* Start *

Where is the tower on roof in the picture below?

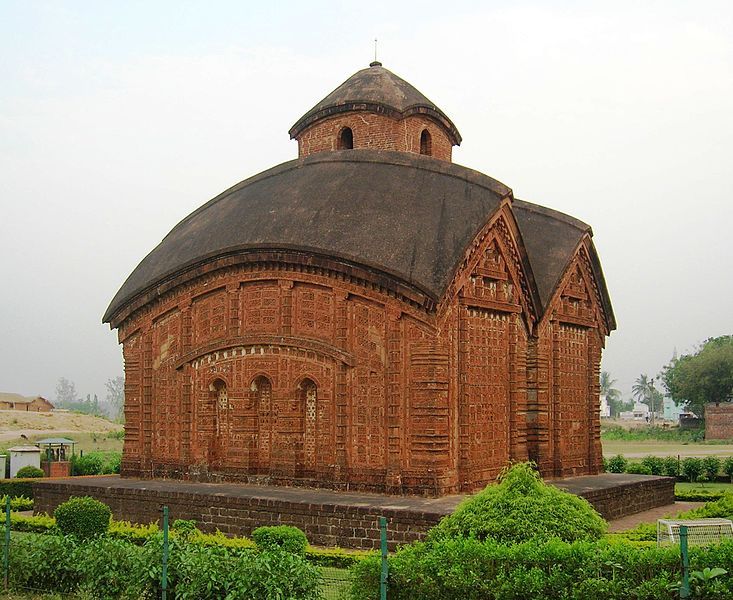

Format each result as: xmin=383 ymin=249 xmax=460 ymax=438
xmin=290 ymin=60 xmax=461 ymax=162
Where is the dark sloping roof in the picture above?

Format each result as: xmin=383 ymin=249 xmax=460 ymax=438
xmin=290 ymin=63 xmax=461 ymax=145
xmin=103 ymin=150 xmax=511 ymax=322
xmin=512 ymin=199 xmax=616 ymax=329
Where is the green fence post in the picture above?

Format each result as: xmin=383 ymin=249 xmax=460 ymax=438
xmin=161 ymin=506 xmax=168 ymax=600
xmin=680 ymin=525 xmax=690 ymax=598
xmin=3 ymin=494 xmax=10 ymax=592
xmin=379 ymin=517 xmax=389 ymax=600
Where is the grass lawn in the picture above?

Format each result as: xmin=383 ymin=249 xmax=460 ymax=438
xmin=602 ymin=440 xmax=733 ymax=458
xmin=0 ymin=431 xmax=122 ymax=454
xmin=674 ymin=481 xmax=733 ymax=493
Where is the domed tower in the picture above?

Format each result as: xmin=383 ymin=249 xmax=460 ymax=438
xmin=290 ymin=61 xmax=461 ymax=162
xmin=103 ymin=63 xmax=615 ymax=496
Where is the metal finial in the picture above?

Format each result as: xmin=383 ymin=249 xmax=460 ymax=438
xmin=369 ymin=38 xmax=382 ymax=67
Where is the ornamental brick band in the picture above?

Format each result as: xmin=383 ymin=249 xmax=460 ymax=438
xmin=33 ymin=474 xmax=674 ymax=549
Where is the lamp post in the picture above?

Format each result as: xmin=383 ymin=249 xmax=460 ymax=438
xmin=649 ymin=377 xmax=657 ymax=427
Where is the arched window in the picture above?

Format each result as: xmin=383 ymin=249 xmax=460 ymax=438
xmin=339 ymin=127 xmax=354 ymax=150
xmin=420 ymin=129 xmax=433 ymax=156
xmin=211 ymin=379 xmax=229 ymax=410
xmin=250 ymin=375 xmax=273 ymax=469
xmin=297 ymin=379 xmax=318 ymax=467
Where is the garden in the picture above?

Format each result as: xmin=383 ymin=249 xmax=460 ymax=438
xmin=3 ymin=463 xmax=733 ymax=600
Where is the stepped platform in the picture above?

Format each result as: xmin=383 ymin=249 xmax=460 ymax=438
xmin=33 ymin=473 xmax=674 ymax=549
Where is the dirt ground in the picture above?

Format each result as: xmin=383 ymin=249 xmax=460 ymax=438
xmin=0 ymin=410 xmax=123 ymax=452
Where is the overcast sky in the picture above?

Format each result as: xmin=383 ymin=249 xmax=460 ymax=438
xmin=0 ymin=0 xmax=733 ymax=399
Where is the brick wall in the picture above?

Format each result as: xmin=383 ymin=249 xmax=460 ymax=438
xmin=297 ymin=112 xmax=453 ymax=162
xmin=705 ymin=402 xmax=733 ymax=440
xmin=114 ymin=216 xmax=604 ymax=496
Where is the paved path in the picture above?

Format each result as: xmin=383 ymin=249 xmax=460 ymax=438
xmin=608 ymin=502 xmax=705 ymax=532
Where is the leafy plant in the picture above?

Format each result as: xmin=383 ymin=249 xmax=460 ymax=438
xmin=608 ymin=454 xmax=629 ymax=473
xmin=252 ymin=525 xmax=308 ymax=556
xmin=662 ymin=456 xmax=680 ymax=477
xmin=15 ymin=465 xmax=45 ymax=479
xmin=427 ymin=463 xmax=606 ymax=543
xmin=626 ymin=463 xmax=652 ymax=475
xmin=682 ymin=456 xmax=704 ymax=482
xmin=53 ymin=496 xmax=112 ymax=539
xmin=641 ymin=456 xmax=664 ymax=475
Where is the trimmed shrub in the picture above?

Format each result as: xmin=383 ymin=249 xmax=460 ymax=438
xmin=641 ymin=456 xmax=664 ymax=475
xmin=71 ymin=452 xmax=104 ymax=475
xmin=351 ymin=538 xmax=688 ymax=600
xmin=662 ymin=456 xmax=680 ymax=478
xmin=702 ymin=456 xmax=720 ymax=481
xmin=626 ymin=463 xmax=652 ymax=475
xmin=427 ymin=463 xmax=606 ymax=543
xmin=252 ymin=525 xmax=308 ymax=556
xmin=15 ymin=465 xmax=45 ymax=479
xmin=681 ymin=456 xmax=703 ymax=483
xmin=608 ymin=454 xmax=629 ymax=473
xmin=74 ymin=536 xmax=147 ymax=600
xmin=0 ymin=479 xmax=34 ymax=499
xmin=53 ymin=496 xmax=112 ymax=540
xmin=9 ymin=535 xmax=79 ymax=593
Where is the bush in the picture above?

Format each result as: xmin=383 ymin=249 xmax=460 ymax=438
xmin=143 ymin=534 xmax=320 ymax=600
xmin=74 ymin=537 xmax=147 ymax=600
xmin=682 ymin=456 xmax=703 ymax=482
xmin=640 ymin=456 xmax=664 ymax=475
xmin=662 ymin=456 xmax=680 ymax=478
xmin=0 ymin=479 xmax=34 ymax=499
xmin=71 ymin=452 xmax=104 ymax=475
xmin=53 ymin=496 xmax=112 ymax=540
xmin=252 ymin=525 xmax=308 ymax=556
xmin=15 ymin=465 xmax=45 ymax=479
xmin=0 ymin=496 xmax=33 ymax=511
xmin=626 ymin=463 xmax=652 ymax=475
xmin=351 ymin=538 xmax=688 ymax=600
xmin=428 ymin=463 xmax=606 ymax=543
xmin=702 ymin=456 xmax=720 ymax=481
xmin=608 ymin=454 xmax=628 ymax=473
xmin=9 ymin=535 xmax=79 ymax=592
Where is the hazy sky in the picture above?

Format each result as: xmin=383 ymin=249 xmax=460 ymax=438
xmin=0 ymin=0 xmax=733 ymax=399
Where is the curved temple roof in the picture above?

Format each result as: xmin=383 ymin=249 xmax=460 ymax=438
xmin=103 ymin=150 xmax=613 ymax=322
xmin=289 ymin=63 xmax=461 ymax=145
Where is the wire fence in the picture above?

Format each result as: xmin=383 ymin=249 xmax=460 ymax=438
xmin=0 ymin=498 xmax=374 ymax=600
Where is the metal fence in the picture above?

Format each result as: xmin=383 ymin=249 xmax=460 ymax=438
xmin=2 ymin=497 xmax=388 ymax=600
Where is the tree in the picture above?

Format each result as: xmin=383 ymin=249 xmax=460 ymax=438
xmin=631 ymin=373 xmax=664 ymax=424
xmin=662 ymin=335 xmax=733 ymax=418
xmin=104 ymin=375 xmax=125 ymax=419
xmin=601 ymin=371 xmax=623 ymax=417
xmin=56 ymin=377 xmax=77 ymax=407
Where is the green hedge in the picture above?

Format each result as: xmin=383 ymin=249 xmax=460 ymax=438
xmin=5 ymin=534 xmax=320 ymax=600
xmin=10 ymin=513 xmax=371 ymax=569
xmin=351 ymin=538 xmax=733 ymax=600
xmin=0 ymin=479 xmax=35 ymax=500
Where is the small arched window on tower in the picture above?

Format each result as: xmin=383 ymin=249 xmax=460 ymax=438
xmin=339 ymin=127 xmax=354 ymax=150
xmin=420 ymin=129 xmax=433 ymax=156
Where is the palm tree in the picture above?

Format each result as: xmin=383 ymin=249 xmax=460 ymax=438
xmin=601 ymin=371 xmax=621 ymax=417
xmin=631 ymin=373 xmax=661 ymax=425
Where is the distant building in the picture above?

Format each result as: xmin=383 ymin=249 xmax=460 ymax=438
xmin=664 ymin=398 xmax=688 ymax=421
xmin=620 ymin=402 xmax=650 ymax=421
xmin=705 ymin=402 xmax=733 ymax=440
xmin=0 ymin=392 xmax=53 ymax=412
xmin=601 ymin=396 xmax=611 ymax=417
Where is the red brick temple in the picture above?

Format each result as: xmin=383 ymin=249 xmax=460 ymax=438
xmin=104 ymin=62 xmax=615 ymax=496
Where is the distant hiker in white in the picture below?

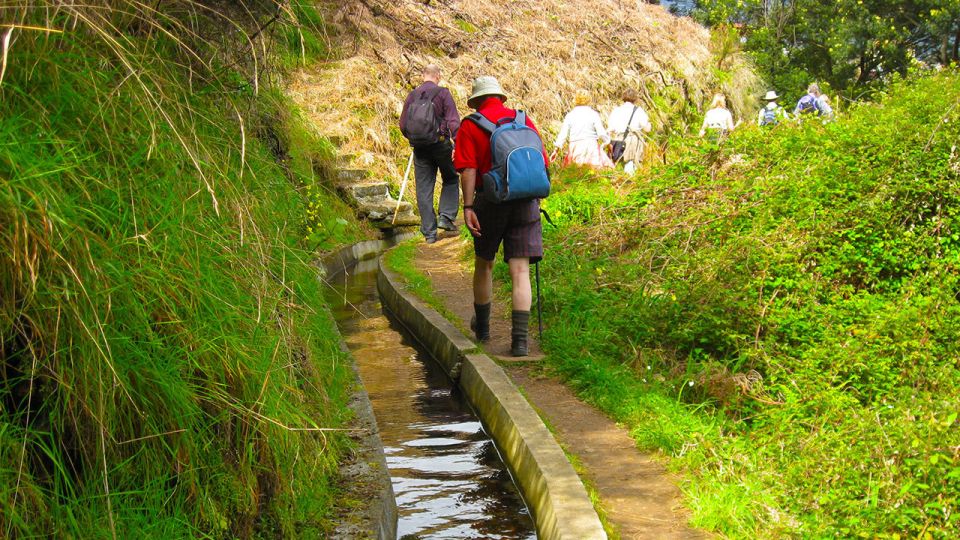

* End *

• [TASK GOAL] Render the listing from the line containing "Where is the metal finial" up to and including the line containing "xmin=0 ymin=410 xmax=123 ymax=452" as a Markdown table with the columns Row and Text. Number each row and omit the blank lines.

• [ANSWER TO THE TASK]
| Row | Text |
|---|---|
| 1 | Where is the metal finial in the picture above? |
| 2 | Format each result as: xmin=383 ymin=249 xmax=460 ymax=438 |
| 3 | xmin=369 ymin=38 xmax=382 ymax=67 |
| 4 | Where is the ornamental brick band in the picture above? |
| 5 | Format each result as: xmin=383 ymin=249 xmax=460 ymax=438 |
| 6 | xmin=33 ymin=474 xmax=674 ymax=549 |
| 7 | Where is the lamp post in the picture above? |
| 8 | Format each result as: xmin=383 ymin=249 xmax=460 ymax=438 |
| 9 | xmin=649 ymin=377 xmax=657 ymax=427 |
| 10 | Where is the arched window in the picture above? |
| 11 | Format each result as: xmin=383 ymin=249 xmax=460 ymax=438 |
| 12 | xmin=339 ymin=127 xmax=354 ymax=150 |
| 13 | xmin=420 ymin=129 xmax=433 ymax=156 |
| 14 | xmin=211 ymin=379 xmax=229 ymax=410 |
| 15 | xmin=250 ymin=375 xmax=273 ymax=469 |
| 16 | xmin=297 ymin=379 xmax=318 ymax=467 |
| 17 | Where is the garden in the picture above? |
| 18 | Format each result as: xmin=383 ymin=249 xmax=460 ymax=438 |
| 19 | xmin=3 ymin=463 xmax=733 ymax=600 |
| 20 | Where is the stepped platform in the picture above? |
| 21 | Format each result as: xmin=383 ymin=249 xmax=460 ymax=438 |
| 22 | xmin=33 ymin=473 xmax=674 ymax=549 |
| 23 | Where is the dirt ground in the picture above? |
| 24 | Format each result as: xmin=383 ymin=249 xmax=460 ymax=438 |
| 25 | xmin=0 ymin=410 xmax=123 ymax=452 |